■ **DIRECTIONS**:
Filter these entries down to the lines that hold the word "segment", and show each of them.
SUPPLIED DATA section start
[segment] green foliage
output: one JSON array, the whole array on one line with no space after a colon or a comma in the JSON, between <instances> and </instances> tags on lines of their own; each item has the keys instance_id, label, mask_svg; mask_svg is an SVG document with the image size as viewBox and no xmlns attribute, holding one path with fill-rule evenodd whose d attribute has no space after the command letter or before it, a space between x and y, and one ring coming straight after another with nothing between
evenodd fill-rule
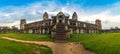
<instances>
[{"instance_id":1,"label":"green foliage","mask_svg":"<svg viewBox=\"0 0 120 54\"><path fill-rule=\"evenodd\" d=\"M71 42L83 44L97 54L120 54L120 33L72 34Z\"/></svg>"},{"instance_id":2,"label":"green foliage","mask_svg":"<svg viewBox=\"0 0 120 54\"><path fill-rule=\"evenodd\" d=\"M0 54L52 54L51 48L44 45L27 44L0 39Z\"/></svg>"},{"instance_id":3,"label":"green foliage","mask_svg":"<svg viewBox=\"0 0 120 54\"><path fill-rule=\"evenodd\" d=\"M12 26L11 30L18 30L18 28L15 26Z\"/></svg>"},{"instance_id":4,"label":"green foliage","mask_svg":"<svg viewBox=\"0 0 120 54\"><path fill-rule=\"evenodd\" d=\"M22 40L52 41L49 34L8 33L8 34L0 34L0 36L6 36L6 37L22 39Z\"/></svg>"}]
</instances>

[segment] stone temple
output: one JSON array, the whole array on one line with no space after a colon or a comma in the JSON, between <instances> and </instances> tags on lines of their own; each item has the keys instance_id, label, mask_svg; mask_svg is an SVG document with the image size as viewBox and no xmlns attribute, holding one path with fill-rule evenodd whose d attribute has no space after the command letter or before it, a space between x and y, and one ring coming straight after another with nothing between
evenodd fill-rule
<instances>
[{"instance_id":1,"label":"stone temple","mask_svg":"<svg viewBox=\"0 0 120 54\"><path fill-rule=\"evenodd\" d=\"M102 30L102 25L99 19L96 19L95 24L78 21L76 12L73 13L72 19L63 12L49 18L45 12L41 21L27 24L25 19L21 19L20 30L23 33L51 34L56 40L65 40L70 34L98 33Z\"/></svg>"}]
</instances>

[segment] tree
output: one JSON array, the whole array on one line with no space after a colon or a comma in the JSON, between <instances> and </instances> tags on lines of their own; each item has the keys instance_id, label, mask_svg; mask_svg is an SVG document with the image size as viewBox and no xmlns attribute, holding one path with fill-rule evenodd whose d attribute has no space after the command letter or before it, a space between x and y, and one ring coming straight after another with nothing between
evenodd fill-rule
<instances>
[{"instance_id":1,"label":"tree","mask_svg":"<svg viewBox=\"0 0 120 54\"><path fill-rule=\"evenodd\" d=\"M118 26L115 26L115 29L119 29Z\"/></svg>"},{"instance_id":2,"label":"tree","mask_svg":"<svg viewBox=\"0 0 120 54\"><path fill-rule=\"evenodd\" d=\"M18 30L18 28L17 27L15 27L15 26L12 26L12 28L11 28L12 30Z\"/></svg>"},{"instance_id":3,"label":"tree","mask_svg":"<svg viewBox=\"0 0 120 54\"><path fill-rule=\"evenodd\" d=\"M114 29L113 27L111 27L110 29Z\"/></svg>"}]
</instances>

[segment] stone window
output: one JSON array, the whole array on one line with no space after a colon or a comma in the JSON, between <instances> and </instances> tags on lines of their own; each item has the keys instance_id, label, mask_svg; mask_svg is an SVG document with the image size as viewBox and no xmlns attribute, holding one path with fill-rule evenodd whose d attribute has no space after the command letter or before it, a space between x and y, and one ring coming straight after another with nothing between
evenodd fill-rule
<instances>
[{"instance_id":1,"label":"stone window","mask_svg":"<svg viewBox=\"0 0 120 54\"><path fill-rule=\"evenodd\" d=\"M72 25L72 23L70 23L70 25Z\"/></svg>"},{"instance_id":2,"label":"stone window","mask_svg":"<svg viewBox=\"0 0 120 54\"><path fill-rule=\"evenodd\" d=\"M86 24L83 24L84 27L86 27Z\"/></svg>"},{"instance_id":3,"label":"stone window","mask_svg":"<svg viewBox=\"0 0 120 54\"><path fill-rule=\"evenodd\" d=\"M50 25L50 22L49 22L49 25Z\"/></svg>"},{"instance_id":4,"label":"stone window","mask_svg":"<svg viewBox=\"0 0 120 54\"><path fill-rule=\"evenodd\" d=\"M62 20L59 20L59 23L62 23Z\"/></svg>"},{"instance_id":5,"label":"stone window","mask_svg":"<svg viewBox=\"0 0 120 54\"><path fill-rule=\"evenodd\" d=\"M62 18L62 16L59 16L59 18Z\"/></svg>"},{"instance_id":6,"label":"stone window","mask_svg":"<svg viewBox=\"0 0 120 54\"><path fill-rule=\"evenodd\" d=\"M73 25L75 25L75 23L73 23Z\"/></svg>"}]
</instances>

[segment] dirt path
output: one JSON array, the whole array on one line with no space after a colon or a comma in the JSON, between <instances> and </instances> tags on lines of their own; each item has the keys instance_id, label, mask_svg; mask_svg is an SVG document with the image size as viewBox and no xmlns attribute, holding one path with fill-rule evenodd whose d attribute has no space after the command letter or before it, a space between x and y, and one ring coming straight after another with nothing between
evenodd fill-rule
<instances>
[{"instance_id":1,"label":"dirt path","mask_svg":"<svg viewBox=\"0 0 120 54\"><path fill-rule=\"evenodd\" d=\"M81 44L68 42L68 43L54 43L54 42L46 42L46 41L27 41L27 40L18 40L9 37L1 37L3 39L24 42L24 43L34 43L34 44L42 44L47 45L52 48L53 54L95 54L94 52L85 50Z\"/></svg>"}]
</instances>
SUPPLIED DATA section end
SUPPLIED DATA section start
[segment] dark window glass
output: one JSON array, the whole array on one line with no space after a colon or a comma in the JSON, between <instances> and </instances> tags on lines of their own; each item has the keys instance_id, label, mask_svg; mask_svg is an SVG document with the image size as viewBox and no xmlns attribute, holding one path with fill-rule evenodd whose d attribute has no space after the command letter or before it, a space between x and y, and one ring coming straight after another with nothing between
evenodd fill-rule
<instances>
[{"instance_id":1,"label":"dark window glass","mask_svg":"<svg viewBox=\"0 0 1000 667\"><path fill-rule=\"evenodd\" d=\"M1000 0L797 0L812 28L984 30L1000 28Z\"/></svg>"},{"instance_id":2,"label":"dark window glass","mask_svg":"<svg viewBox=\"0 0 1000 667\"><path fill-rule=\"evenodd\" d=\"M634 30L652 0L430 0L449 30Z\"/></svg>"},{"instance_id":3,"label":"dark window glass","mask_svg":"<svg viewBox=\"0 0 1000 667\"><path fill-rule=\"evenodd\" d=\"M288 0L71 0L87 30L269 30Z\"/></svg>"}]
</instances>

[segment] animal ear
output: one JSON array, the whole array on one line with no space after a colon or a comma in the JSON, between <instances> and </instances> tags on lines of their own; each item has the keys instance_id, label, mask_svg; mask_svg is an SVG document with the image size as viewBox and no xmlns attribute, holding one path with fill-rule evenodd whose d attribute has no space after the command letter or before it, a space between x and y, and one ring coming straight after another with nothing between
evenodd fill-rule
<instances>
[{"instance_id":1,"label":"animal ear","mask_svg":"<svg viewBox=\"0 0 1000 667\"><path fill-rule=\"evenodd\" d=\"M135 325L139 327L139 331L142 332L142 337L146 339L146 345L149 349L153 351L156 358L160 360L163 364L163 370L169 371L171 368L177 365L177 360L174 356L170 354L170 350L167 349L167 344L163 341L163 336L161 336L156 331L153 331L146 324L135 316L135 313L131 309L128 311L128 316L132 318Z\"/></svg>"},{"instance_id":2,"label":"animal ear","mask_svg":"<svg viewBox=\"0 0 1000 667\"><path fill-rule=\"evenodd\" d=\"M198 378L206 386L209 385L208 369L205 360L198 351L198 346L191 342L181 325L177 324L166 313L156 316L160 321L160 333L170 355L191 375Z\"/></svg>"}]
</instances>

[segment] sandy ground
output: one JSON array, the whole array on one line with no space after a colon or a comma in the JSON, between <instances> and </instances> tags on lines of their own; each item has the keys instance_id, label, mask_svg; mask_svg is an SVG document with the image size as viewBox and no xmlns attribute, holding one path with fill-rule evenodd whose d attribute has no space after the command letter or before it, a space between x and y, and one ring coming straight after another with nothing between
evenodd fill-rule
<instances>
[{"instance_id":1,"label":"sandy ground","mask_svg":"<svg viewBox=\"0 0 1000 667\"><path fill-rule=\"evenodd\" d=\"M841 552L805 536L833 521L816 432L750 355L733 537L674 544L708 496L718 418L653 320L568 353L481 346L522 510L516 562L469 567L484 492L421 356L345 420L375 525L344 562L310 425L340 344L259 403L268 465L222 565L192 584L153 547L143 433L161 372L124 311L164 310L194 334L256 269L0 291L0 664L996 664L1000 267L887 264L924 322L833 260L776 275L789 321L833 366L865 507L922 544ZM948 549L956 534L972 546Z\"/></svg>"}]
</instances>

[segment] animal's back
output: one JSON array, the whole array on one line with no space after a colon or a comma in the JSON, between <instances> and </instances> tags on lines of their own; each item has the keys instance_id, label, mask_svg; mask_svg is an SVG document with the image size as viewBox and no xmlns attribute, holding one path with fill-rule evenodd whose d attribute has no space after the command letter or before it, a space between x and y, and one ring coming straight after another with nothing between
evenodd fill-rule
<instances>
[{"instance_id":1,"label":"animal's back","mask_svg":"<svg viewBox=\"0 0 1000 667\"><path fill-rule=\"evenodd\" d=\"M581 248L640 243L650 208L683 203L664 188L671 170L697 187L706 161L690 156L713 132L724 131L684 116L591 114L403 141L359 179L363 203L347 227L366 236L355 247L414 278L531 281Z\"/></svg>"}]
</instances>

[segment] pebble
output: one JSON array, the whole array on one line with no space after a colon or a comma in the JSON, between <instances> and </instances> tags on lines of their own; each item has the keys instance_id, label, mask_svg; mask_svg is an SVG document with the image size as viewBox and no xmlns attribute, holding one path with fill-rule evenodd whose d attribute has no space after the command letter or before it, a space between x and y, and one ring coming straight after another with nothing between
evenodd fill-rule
SUPPLIED DATA section end
■ **ANSWER BELOW**:
[segment] green foliage
[segment] stone temple
[segment] tree
[segment] stone window
[segment] dirt path
[segment] dark window glass
[segment] animal ear
[segment] sandy ground
[segment] animal's back
[segment] pebble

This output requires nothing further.